## REQUISITOS:
Según Hernández Garnica en el fragmento sobre la Obra, ¿qué significaba que un numerario no tuviera nada que contar sobre el tema en la confidencia semanal?

## FRAGMENTO PARA LEER:
========================================

La problemática sexual, en la Obra como en las demás
organizaciones de célibes, se convertía en un
mecanismo más de manipulación autoritaria, en
una fórmula de autodesprecio, en una fuente de incontables
lances de conciencia, que mantenían enganchadas a muchas
personas durante largo tiempo en una dialéctica autodestructiva.
Y cuanto más sinceros, peor.
Hernández Garnica llegaba a decir que si un numerario
no tenía nada que contar sobre el tema en la confidencia
semanal, ello significaba que no era sincero.
El tema de la sexualidad, el del integrismo religioso, la
participación en el franquismo político y económico,
más la llegada a la madurez biográfica de muchos
-"La crisis de los cuarenta"-, creó un ambiente
interno en el que los abandonos, los expedientes de salida,
se convirtieron en asuntos de atención cotidiana de
los superiores y de especial incomodidad para Escrivá,
que asistía a la desafección de tantos de sus
hijos e hijas de la primera y segunda horas.
Parece que Escrivá nunca llevó bien ese ejercicio
de la libertad individual, en contra de su afirmación
de que "las puertas de la Obra son estrechas para entrar
pero abiertas de par en par para salir", y dictó
instrucciones para hacer más difícil la salida,
apelando a todo tipo de argumentos y estrategias.

========================================

## DATOS PROPORCIONADOS:
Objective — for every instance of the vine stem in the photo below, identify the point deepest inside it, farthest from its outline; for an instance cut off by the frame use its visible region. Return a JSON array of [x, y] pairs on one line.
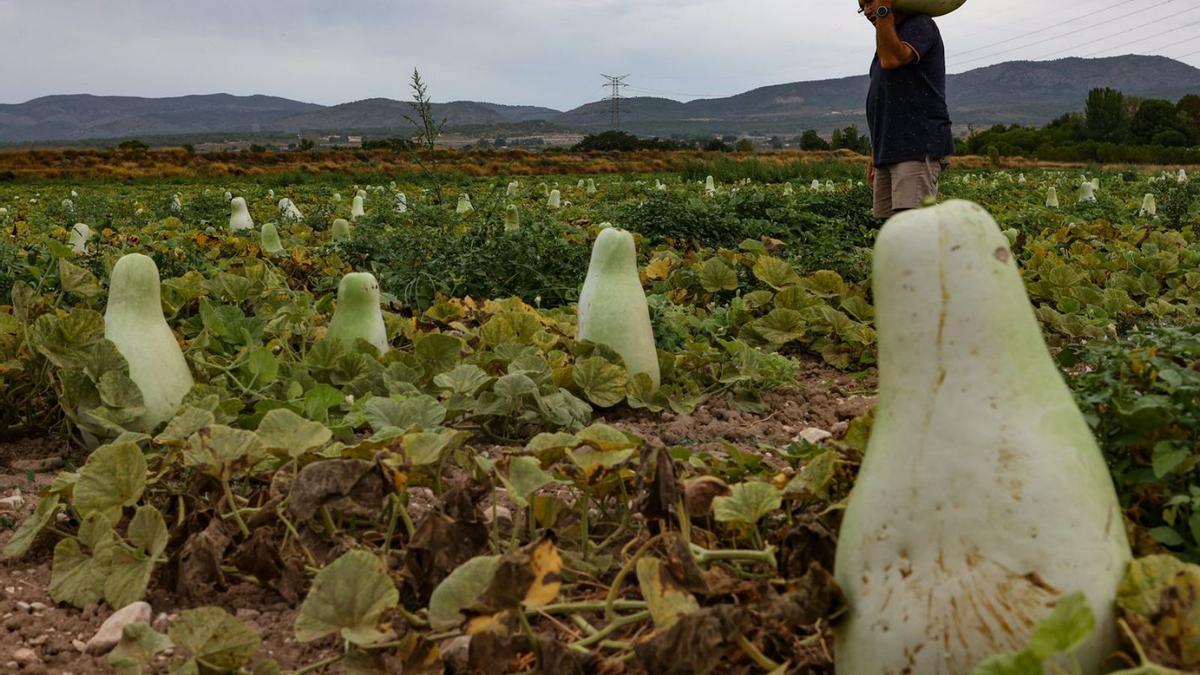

========================================

## RESPUESTA ESPERADA:
Significaba que no era sincero.